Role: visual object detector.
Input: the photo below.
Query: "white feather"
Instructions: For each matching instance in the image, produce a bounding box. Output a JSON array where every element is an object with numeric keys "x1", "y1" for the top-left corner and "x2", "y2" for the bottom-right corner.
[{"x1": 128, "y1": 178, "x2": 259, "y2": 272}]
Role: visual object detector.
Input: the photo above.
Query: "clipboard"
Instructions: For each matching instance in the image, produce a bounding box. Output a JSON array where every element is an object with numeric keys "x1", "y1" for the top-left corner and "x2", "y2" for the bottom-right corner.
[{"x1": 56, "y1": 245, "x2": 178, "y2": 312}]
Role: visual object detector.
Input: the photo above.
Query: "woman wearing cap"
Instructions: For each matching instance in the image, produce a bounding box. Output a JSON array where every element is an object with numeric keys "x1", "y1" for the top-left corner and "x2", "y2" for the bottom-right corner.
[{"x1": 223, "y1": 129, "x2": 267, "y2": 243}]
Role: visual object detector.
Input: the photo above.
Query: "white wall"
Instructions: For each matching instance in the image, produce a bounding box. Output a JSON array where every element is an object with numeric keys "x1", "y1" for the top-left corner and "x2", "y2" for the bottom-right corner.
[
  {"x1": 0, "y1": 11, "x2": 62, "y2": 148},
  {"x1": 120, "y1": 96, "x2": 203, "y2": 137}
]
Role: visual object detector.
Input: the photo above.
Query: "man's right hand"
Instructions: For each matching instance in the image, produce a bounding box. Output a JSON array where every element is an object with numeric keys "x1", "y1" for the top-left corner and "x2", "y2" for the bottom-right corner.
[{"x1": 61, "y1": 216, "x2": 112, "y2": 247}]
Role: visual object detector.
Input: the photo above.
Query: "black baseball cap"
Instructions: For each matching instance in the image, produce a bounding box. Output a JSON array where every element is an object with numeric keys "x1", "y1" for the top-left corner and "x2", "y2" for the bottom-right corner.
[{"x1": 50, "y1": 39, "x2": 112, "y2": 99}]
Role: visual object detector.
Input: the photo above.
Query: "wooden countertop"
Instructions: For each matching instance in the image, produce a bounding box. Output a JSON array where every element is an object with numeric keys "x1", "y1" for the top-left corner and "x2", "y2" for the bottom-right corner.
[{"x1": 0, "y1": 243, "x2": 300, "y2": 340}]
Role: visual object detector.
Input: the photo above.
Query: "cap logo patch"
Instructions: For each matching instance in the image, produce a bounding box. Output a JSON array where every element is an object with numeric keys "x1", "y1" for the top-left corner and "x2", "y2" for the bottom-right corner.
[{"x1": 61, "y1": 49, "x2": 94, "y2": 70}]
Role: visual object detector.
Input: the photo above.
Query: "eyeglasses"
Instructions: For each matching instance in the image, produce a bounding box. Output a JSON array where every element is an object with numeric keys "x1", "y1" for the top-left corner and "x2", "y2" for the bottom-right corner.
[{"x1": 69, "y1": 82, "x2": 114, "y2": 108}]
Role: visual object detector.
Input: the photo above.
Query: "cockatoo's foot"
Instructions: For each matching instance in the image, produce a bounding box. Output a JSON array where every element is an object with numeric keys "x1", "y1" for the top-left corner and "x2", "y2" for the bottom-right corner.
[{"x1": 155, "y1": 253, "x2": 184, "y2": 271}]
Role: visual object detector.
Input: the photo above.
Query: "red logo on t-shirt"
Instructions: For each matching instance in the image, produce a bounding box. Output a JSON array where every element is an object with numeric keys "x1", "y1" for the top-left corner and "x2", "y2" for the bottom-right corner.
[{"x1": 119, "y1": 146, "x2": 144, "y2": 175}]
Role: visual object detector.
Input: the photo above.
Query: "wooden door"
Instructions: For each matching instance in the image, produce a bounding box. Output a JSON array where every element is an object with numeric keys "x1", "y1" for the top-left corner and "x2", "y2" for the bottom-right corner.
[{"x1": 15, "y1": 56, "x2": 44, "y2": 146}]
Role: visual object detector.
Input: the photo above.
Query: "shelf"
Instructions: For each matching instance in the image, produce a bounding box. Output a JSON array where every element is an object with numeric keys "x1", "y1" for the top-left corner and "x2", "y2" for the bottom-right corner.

THE EXERCISE. Count the lines above that contain the word "logo". Reply with the number alone.

RESPONSE FOR THIS EXERCISE. 2